**Excerpt to read**
····················

"Last of Us," and "War of the Worlds" use so many similar tropes. We happen to be alternating between them in the past few weeks.
Both are #alien invasion stories, one set of aliens is from Earth (#cordyceps) and the other from a distant star system. Both modify human neurology/DNA and alter behavior. Both have a young woman who's immune to the invasive depredations. Both involve the death of the vast majority of the human population. Both are well-done and thoughtful treatments of this material. And even though they are both terribly dark and apocalyptic, both use this well-worn theme to explore what's good about humanity.
I do wish we had more films and TV series that didn't succumb to the tempting narrative that humanity is #doomed.
Where are the stories that celebrate humans finding a way through our current troubles?
And I'm not talking about Star Trek.
#StarTrek is too easy. A mid 21st century nuclear war is hand-waved away as the catalyst that finally got humans to cooperate globally and establish contact with galactic civilization.
Bullshit x 1,000!
That's a calamity that in the Star Trek timeline is still looming ahead of us, and there's probably a 0.0001% chance that we'd survive such a calamity with any capacity for building spaceships or doing anything but savagely killing off the remaining survivors, as humans have always done.

····················

**Raw data**
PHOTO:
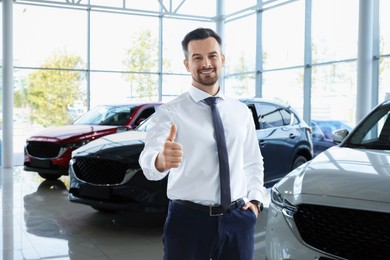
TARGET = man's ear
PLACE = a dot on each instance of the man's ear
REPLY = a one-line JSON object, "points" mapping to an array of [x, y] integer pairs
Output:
{"points": [[185, 62]]}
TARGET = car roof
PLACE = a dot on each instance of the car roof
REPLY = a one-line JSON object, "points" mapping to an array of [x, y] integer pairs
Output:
{"points": [[264, 100]]}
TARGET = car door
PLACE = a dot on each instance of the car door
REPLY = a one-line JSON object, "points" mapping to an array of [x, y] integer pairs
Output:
{"points": [[276, 140]]}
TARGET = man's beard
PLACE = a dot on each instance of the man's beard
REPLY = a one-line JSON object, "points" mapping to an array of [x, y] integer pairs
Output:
{"points": [[206, 81]]}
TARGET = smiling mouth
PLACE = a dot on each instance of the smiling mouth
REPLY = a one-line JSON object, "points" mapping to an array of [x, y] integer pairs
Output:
{"points": [[206, 71]]}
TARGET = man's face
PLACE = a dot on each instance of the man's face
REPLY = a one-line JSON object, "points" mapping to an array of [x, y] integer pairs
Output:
{"points": [[205, 62]]}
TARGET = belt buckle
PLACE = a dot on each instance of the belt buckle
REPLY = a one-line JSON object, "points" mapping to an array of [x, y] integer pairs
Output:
{"points": [[214, 214]]}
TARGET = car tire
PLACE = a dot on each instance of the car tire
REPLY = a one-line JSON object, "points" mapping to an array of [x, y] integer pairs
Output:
{"points": [[50, 177], [103, 210], [299, 161]]}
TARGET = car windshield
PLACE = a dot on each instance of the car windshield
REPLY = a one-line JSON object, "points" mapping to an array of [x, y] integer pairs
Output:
{"points": [[373, 132], [106, 115]]}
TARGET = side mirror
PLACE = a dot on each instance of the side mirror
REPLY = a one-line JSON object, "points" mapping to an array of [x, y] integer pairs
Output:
{"points": [[339, 135]]}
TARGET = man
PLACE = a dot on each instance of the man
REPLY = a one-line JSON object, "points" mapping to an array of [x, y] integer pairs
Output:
{"points": [[182, 142]]}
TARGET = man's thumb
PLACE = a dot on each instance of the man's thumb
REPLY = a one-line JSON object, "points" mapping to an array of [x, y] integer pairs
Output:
{"points": [[172, 133]]}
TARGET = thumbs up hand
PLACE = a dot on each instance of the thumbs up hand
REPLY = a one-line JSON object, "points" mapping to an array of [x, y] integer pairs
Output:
{"points": [[171, 153]]}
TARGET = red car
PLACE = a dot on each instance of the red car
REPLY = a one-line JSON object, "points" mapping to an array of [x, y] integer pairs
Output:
{"points": [[48, 152]]}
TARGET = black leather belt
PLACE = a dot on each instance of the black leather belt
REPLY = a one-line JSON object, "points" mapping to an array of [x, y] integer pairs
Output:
{"points": [[211, 210]]}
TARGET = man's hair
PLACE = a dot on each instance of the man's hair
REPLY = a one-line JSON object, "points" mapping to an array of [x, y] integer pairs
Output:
{"points": [[199, 34]]}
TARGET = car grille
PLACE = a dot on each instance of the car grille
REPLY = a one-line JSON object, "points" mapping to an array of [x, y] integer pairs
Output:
{"points": [[99, 171], [347, 233], [43, 149]]}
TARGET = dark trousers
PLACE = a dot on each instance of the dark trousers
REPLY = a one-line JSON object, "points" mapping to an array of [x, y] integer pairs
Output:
{"points": [[194, 235]]}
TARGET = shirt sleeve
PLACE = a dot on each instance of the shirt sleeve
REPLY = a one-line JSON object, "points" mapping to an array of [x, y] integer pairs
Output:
{"points": [[155, 138], [253, 163]]}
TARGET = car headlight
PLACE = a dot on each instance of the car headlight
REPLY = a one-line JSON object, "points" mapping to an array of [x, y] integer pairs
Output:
{"points": [[282, 204], [76, 144]]}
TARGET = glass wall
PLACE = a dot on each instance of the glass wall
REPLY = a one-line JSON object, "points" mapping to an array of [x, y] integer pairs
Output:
{"points": [[125, 51]]}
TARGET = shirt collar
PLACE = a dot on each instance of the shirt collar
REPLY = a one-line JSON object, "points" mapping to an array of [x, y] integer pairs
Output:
{"points": [[198, 95]]}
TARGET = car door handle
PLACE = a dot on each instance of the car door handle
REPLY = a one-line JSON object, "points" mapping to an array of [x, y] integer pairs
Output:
{"points": [[262, 143]]}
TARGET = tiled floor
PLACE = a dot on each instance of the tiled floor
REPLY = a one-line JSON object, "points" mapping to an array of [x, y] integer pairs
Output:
{"points": [[38, 222]]}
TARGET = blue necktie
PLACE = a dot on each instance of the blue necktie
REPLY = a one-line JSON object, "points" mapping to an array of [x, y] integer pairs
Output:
{"points": [[222, 153]]}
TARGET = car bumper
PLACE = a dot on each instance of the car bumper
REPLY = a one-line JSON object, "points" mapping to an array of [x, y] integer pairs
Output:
{"points": [[283, 243], [125, 197]]}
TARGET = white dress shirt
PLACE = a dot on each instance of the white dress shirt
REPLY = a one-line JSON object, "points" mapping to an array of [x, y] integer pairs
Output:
{"points": [[197, 178]]}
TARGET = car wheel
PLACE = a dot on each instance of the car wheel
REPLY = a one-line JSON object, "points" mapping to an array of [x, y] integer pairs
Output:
{"points": [[49, 176], [103, 210], [299, 161]]}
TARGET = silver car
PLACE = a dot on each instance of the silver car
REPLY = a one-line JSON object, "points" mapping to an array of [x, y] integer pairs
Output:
{"points": [[337, 206]]}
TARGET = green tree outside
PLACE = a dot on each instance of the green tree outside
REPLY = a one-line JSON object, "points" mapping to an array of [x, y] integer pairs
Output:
{"points": [[50, 92], [142, 56]]}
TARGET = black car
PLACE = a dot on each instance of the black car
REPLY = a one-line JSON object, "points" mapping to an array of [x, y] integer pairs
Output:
{"points": [[105, 173], [322, 131]]}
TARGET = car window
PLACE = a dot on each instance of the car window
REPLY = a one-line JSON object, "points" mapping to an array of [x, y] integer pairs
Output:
{"points": [[287, 116], [144, 114], [106, 115], [269, 116], [374, 133]]}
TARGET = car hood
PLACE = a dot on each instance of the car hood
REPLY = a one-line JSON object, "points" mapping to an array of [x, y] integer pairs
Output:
{"points": [[61, 133], [340, 174], [108, 143]]}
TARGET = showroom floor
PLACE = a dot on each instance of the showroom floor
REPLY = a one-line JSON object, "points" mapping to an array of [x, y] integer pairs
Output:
{"points": [[39, 222]]}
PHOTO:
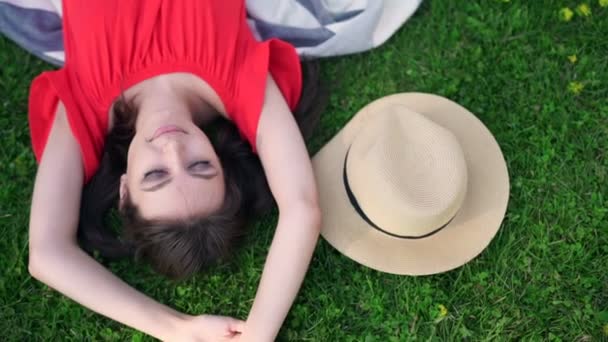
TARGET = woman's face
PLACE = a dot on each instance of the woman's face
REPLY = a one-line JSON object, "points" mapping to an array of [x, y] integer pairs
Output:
{"points": [[172, 171]]}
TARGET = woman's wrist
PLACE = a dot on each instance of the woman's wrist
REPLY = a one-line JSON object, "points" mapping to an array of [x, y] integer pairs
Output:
{"points": [[172, 325]]}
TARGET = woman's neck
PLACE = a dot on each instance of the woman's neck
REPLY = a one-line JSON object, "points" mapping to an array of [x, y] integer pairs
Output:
{"points": [[171, 95]]}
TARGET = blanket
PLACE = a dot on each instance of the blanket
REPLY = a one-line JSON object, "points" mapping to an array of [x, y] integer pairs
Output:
{"points": [[317, 28]]}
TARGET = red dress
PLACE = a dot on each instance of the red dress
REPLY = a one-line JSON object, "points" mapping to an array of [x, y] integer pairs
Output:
{"points": [[113, 44]]}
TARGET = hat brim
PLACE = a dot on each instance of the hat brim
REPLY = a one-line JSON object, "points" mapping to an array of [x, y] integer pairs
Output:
{"points": [[465, 237]]}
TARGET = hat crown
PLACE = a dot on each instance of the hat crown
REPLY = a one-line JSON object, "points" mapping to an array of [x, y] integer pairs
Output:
{"points": [[407, 173]]}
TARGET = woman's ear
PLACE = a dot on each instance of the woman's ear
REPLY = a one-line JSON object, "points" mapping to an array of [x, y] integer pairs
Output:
{"points": [[122, 191]]}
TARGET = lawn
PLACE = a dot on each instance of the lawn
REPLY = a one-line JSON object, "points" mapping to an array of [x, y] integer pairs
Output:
{"points": [[540, 84]]}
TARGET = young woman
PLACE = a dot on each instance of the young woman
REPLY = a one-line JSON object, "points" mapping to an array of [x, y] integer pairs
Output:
{"points": [[121, 124]]}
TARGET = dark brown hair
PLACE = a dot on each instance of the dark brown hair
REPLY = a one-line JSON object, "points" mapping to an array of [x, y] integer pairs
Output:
{"points": [[182, 247]]}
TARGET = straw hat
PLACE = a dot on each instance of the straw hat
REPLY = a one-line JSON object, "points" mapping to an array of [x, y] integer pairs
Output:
{"points": [[414, 184]]}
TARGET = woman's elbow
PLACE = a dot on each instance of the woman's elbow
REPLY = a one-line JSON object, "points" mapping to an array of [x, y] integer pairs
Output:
{"points": [[35, 264]]}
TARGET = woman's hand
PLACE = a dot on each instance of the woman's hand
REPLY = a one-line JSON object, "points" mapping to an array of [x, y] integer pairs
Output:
{"points": [[208, 328]]}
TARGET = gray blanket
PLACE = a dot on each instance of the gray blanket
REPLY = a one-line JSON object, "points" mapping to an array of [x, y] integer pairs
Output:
{"points": [[317, 28]]}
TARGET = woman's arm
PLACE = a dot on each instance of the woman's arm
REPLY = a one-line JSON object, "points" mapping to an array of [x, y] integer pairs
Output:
{"points": [[289, 172], [56, 260]]}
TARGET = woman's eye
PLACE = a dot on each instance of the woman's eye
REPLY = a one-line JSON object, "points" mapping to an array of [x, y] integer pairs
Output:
{"points": [[200, 165], [154, 175]]}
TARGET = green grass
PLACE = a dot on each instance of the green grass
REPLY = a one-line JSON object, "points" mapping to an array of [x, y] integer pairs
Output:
{"points": [[544, 276]]}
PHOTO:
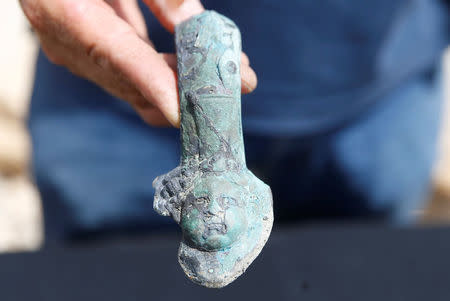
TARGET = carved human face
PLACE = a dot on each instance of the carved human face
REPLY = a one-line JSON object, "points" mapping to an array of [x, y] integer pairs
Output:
{"points": [[213, 216]]}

····················

**Exercise set**
#1 List every hashtag that appears in the post comparing "Last of Us" and "War of the Worlds."
#2 In the post comparing "Last of Us" and "War of the Worlds," set down word for word the stretch from "#StarTrek is too" through "with galactic civilization.".
#3 Carry the post comparing "Last of Us" and "War of the Worlds" further, picking up right after its final sentence.

**Results in order**
#1
#alien
#cordyceps
#doomed
#StarTrek

#2
#StarTrek is too easy. A mid 21st century nuclear war is hand-waved away as the catalyst that finally got humans to cooperate globally and establish contact with galactic civilization.

#3
If there is any hope for us, it's in the survival of our institutions. And above all the celebration of learning and accountability. Instead we're moving quickly in the opposite direction.
Two problems with cinematic apocalypses:
1) They distract from the reality that humans are their own worst enemy. We're far more likely to destroy ourselves than be conquered by aliens or fungus.
2) If we envision apocalyptic futures, that's what we expect and subconsciously it becomes a self-fulfilling prophecy. Think of how much the general population recoils from any near-future portrayal of a good society.
Positive futures are cynically tarred by critics as "#utopias" meaning "no place" or "things that don't happen." Try to imagine a popular film or TV franchise where the robots are good and helpful, and don't have an agenda to secretly try to kill or manipulate you. Try to imagine one where governments and authorities are the good guys and we can trust them and we hold them accountable. Try to imagine actually solving climate change, cooling the Earth and replenishing the environment.
You can't.
Because those futures have been stolen from us. Not just by the #feudalists and #oligarchs, but also by the world's creative community. Who've signed on to every aspect of dystopia, rather than being truly bold to step out on a limb to show humanity fulfilling its positive potential.
We're drawn to stories about extreme #doom because we're scared of what we're actually facing in the real world. At least if we imagine a worst-case future apocalypse, we won't be disappointed by anything short of that.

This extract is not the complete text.